What the exercise asks: Write out the passage of the text on freeing high-order pages, starting with "Yeah this makes" and going on through "worry about that.".

Yeah this makes sense now that I understand that the "tail" pages never got
initialized. Feels odd that get_page() should be allowed on the "head" page
though for this type of user-managed non-compound high-order page, but I won't
worry about that.

> 
>> 		pgalloc_tag_sub_pages(tag, (1 << order) - 1);
>> 		while (order-- > 0) {
>> 			/*
>> 			 * The "tail" pages of this non-compound high-order
>> 			 * page will have no code tags, so to avoid warnings
>> 			 * mark them as empty.
>> 			 */
>> 			clear_page_tag_ref(page + (1 << order));
>> 			__free_frozen_pages(page + (1 << order), order,
>> 					    fpi_flags);
>> 		}
>> 	}
>> }
>>
>> For the arm64 case that you point out, surely __free_pages() is the wrong thing
>> to call, because it's going to decrement the refcount. But we are freeing based
>> on their presence in the pagetable and we never took a reference in the first place.
>>
>> HELP!

Supplied information:
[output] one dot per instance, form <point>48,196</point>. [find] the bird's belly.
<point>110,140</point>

Answer for the task:
Yeah this makes sense now that I understand that the "tail" pages never got
initialized. Feels odd that get_page() should be allowed on the "head" page
though for this type of user-managed non-compound high-order page, but I won't
worry about that.